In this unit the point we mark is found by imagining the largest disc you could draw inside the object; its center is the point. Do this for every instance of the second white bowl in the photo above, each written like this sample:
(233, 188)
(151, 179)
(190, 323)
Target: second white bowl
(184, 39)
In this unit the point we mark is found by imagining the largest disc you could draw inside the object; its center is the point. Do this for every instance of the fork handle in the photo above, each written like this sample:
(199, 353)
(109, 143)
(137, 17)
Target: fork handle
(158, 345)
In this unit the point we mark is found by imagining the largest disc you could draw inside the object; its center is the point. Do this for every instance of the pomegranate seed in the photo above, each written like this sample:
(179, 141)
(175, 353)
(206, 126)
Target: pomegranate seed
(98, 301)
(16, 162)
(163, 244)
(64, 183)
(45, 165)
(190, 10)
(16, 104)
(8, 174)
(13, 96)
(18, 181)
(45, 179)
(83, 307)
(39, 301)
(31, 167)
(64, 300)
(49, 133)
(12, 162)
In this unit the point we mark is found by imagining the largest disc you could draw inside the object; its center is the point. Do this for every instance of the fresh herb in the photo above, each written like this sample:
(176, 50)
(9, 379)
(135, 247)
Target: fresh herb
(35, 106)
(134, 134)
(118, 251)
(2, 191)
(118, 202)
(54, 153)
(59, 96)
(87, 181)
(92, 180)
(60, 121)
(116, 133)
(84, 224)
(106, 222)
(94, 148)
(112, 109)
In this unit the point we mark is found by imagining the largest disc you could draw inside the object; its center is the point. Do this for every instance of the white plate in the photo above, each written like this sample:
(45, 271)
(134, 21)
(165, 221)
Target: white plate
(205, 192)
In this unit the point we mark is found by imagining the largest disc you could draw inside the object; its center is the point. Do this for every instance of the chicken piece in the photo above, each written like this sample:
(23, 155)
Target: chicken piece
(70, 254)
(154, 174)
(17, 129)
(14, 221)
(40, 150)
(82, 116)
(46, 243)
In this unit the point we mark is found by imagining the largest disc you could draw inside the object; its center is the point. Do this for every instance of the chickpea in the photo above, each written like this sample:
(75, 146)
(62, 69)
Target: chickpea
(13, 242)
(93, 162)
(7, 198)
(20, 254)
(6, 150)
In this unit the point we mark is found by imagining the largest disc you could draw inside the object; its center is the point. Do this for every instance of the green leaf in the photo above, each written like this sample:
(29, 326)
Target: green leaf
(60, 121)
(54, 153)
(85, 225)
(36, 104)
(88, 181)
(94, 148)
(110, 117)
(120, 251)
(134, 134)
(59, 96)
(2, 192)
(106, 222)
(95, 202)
━━━━━━━━━━
§ **EXERCISE GOAL**
The material is to be written out again in full, with no word altered.

§ **SOLUTION**
In this unit the point we mark is found by imagining the largest disc you could draw inside the object; its center is the point. Do this for every instance of the second white bowl in the photo above, each written like this sample:
(233, 188)
(151, 179)
(190, 323)
Target: second white bowl
(184, 39)
In this unit the point we mark is found by imagining the largest disc you could draw inside the object; its center is the point. Do this for every instance of the fork handle in the photo above, each written like this sample:
(199, 353)
(109, 143)
(137, 17)
Target: fork handle
(158, 345)
In this unit the point we mark is found by imagining the largest disc you could draw inside the object; its center is the point. Do this for every instance of the pomegranate seed in the photo above, each written like this sample:
(179, 141)
(175, 353)
(206, 126)
Target: pomegranate seed
(98, 301)
(16, 162)
(163, 244)
(64, 183)
(45, 165)
(190, 10)
(16, 104)
(8, 174)
(13, 96)
(18, 181)
(45, 179)
(83, 307)
(39, 301)
(31, 167)
(64, 300)
(49, 133)
(12, 162)
In this unit the point we mark is found by imagining the largest disc you could draw inside the object; its center is the point. Do this for every instance of the fresh herb in the photo above, each written like this sample:
(176, 50)
(9, 379)
(135, 247)
Target: fresh herb
(35, 106)
(134, 134)
(118, 251)
(2, 191)
(118, 202)
(54, 153)
(59, 96)
(87, 181)
(92, 180)
(60, 121)
(116, 133)
(84, 224)
(106, 222)
(94, 148)
(112, 109)
In this unit the point we mark is found by imagining the largest disc you could draw inside the object; its center is the point. Do this for every instance of the white plate in the photo above, each written like this sample:
(45, 271)
(134, 21)
(165, 221)
Target: white plate
(205, 192)
In this unit the point we mark is found by imagining the largest disc you could draw inside the object; its center is the point. Do this for every instance of the chicken piece in the photo above, each written like this sample:
(23, 155)
Target: chicken piece
(70, 254)
(154, 174)
(17, 129)
(14, 221)
(40, 150)
(82, 116)
(46, 243)
In this unit the point we mark is found by imagining the largest disc you could draw inside the object; its center is the point. Do this for every instance of the chickpea in the photo above, each written like this sample:
(75, 146)
(62, 69)
Target: chickpea
(13, 242)
(93, 162)
(7, 198)
(20, 254)
(6, 150)
In this unit the point we mark is found by imagining the largest disc you could draw inside the object; its center is the point. Do this for every instance of the green leaf in the photo above, each written like this sample:
(29, 326)
Target: green leaf
(60, 121)
(54, 153)
(85, 225)
(36, 104)
(88, 181)
(94, 148)
(110, 117)
(120, 251)
(134, 134)
(59, 96)
(2, 192)
(106, 222)
(95, 202)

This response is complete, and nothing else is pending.